■ PROBLEM STATEMENT
All entries need to be written out verbatim, with pictures omitted.

■ DATASET RECORDS
((
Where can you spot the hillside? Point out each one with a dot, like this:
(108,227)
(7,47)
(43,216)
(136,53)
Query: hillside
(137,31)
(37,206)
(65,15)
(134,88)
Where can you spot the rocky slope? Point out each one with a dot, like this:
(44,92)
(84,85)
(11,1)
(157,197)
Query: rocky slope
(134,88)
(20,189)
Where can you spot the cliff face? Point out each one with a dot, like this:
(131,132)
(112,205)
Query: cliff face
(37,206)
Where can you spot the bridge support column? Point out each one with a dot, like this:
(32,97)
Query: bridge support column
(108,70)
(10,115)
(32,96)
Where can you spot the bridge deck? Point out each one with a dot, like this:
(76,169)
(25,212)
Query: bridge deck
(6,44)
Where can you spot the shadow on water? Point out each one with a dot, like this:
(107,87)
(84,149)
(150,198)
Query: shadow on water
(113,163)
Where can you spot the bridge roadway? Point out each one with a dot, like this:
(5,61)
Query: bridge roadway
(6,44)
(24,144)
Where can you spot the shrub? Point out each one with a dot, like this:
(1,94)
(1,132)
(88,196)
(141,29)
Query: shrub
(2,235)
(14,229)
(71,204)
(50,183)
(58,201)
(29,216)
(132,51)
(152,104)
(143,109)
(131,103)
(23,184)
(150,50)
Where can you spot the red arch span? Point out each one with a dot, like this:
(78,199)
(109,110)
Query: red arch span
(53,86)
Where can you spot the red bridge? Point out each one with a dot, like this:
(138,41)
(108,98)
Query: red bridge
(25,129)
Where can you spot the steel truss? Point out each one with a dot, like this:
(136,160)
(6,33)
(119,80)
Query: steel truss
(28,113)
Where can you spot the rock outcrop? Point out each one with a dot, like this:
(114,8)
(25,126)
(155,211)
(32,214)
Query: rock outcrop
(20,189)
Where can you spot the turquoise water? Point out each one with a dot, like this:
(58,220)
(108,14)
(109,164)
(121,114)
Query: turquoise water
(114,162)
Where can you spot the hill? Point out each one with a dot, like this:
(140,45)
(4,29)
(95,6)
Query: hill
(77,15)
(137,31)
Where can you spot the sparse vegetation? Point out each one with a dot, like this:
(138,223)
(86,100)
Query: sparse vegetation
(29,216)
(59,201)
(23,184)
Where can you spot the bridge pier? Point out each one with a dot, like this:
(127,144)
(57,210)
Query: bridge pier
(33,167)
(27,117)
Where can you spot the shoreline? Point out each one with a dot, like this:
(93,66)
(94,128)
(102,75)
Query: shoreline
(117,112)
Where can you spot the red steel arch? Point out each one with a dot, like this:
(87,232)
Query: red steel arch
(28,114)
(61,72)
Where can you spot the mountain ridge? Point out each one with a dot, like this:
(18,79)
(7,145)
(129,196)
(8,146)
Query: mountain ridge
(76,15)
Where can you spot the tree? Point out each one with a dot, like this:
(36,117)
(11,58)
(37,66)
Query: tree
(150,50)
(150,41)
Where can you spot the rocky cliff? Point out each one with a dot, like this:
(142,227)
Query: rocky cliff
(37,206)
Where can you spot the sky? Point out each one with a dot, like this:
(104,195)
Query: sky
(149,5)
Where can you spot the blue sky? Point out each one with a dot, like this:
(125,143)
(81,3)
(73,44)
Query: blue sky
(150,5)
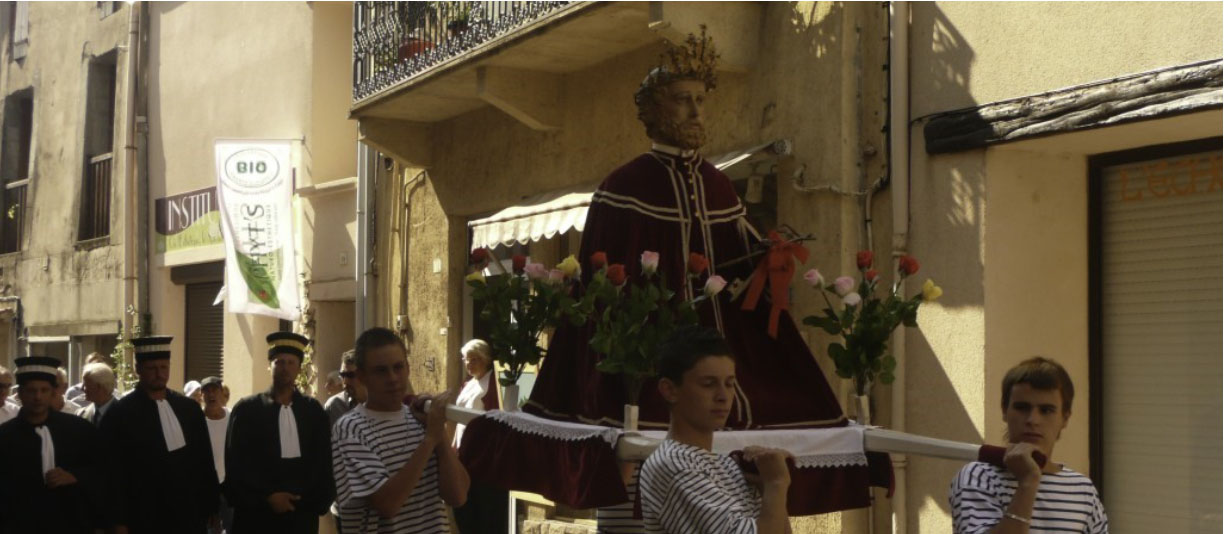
))
■ ANSWER SPACE
Where can you spot the hillside? Point out each one with a dot, like this:
(108,227)
(7,47)
(43,216)
(136,53)
Query: hillside
(137,31)
(37,206)
(65,15)
(134,88)
Where can you spot the rocky slope? Point out each one with a dot, like this:
(44,92)
(84,85)
(11,1)
(157,197)
Query: rocky slope
(134,88)
(20,189)
Where can you spot the cliff face? Point out each one with a dot, like this:
(131,132)
(112,205)
Query: cliff face
(37,206)
Where can you spot the bridge support column? Point out each one with a dot, like this:
(32,97)
Query: bridge support column
(108,70)
(10,115)
(32,96)
Where can you spot the bridge deck? Point out each one with a dot, like this:
(76,169)
(25,212)
Query: bridge deck
(6,44)
Where can you spot the shadow on water? Point out each one with a dot, like this:
(107,87)
(84,149)
(150,198)
Query: shadow on water
(113,163)
Where can you spot the bridge roadway? Point out each one with a dot, like this:
(5,61)
Query: bridge roadway
(6,44)
(24,144)
Where can you spot the shrub? Point out each one with a dot, like this:
(1,94)
(1,132)
(88,196)
(141,29)
Query: shrub
(2,235)
(14,229)
(71,204)
(50,183)
(58,201)
(29,216)
(132,51)
(152,104)
(143,109)
(131,103)
(23,184)
(150,50)
Where can you spot the red arch span? Point out each one with a dot, like this:
(78,199)
(109,110)
Query: red arch span
(53,86)
Where can you spot the red bridge? Point out each one with a dot, like this:
(138,41)
(108,98)
Query: red bridge
(25,129)
Where can you spot the steel truss? Point out each one with a dot, like this:
(136,160)
(6,33)
(119,80)
Query: steel truss
(28,113)
Where can you spot the rock outcrop? Point out each one with a dot, like this:
(114,8)
(25,126)
(155,211)
(32,214)
Query: rock outcrop
(20,189)
Where can you spot the turquoise water? Point out each one with a dot, like this:
(58,220)
(108,14)
(109,164)
(121,114)
Query: turquoise water
(114,162)
Where can you spot the hill? Point out each one with a dot, like this:
(140,45)
(4,29)
(95,6)
Query: hill
(77,15)
(137,31)
Where can you spot the sparse vegetation? Point out each one with a dot, like this:
(138,223)
(86,100)
Query: sparse vegetation
(29,216)
(59,201)
(23,184)
Where can you spot the bridge pier? Point out each one with a dot, like this:
(127,144)
(57,210)
Query: bridge pier
(33,167)
(27,117)
Where can you spot the shoreline? Point out each one with a dot, like this:
(93,66)
(94,128)
(102,75)
Query: shoreline
(117,112)
Where can you spot the red steel arch? Point out each one with a dot, like this:
(87,232)
Query: red steel arch
(28,114)
(61,72)
Where can you spot the mountain ridge? Point out each one with a dot, like this:
(18,79)
(7,145)
(129,196)
(8,146)
Query: mountain ridge
(76,15)
Where can you spot the tree? Point out each one with a dot, like this:
(36,117)
(11,58)
(37,66)
Query: tree
(150,50)
(150,41)
Where can you spot the rocky cliff? Point out each one with a dot, like this:
(142,227)
Query: rocky cliff
(37,206)
Where can you spot the sky? Point out each one with a dot, like this:
(104,195)
Query: sky
(149,5)
Where can you spot the blue sky? Point out each one with a dot, like this:
(125,143)
(81,3)
(73,44)
Query: blue sky
(150,5)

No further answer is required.